#### Raw data

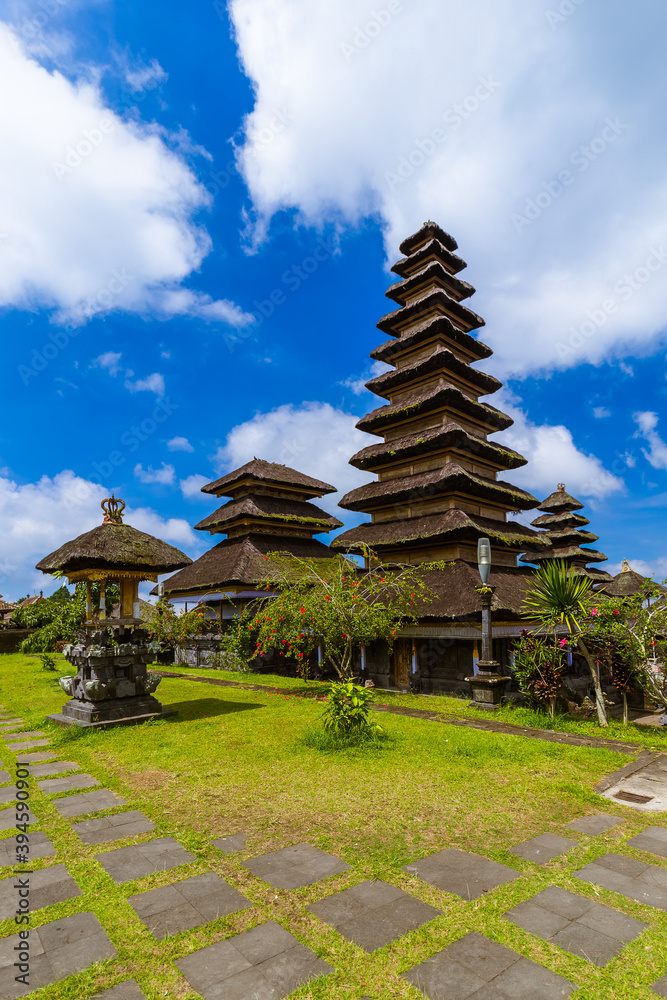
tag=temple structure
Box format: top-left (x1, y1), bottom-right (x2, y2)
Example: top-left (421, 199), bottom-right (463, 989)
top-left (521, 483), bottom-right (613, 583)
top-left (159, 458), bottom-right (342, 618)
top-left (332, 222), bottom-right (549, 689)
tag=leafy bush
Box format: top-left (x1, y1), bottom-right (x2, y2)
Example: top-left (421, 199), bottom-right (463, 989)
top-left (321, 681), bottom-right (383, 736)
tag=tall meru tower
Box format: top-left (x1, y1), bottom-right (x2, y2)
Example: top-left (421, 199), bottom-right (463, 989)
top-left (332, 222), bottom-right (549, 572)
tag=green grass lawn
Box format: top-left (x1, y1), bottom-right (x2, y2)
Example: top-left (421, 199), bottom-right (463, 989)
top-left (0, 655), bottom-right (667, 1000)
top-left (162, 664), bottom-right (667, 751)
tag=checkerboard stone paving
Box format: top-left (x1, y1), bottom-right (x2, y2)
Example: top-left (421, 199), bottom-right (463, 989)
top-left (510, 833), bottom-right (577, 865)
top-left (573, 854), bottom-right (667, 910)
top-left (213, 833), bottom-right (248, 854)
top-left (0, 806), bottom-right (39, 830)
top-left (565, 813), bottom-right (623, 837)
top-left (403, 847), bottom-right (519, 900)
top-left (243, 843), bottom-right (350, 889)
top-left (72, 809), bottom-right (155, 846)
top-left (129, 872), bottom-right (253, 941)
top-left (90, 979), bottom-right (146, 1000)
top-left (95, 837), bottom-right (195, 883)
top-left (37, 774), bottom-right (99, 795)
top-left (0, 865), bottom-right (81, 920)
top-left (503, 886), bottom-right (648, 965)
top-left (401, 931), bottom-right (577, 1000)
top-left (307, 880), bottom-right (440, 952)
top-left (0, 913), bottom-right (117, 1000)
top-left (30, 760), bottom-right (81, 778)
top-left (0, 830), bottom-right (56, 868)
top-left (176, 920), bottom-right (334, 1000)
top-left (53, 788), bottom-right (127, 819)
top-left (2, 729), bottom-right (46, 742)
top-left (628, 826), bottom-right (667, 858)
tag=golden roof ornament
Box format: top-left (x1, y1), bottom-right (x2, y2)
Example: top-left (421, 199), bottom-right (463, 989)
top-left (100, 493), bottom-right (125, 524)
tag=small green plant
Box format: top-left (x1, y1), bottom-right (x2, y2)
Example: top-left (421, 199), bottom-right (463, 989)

########

--- Aim ---
Which lines of the material contain the word "green"? Copy out each of them.

--- Written answer ---
tag=green grass lawn
tag=small green plant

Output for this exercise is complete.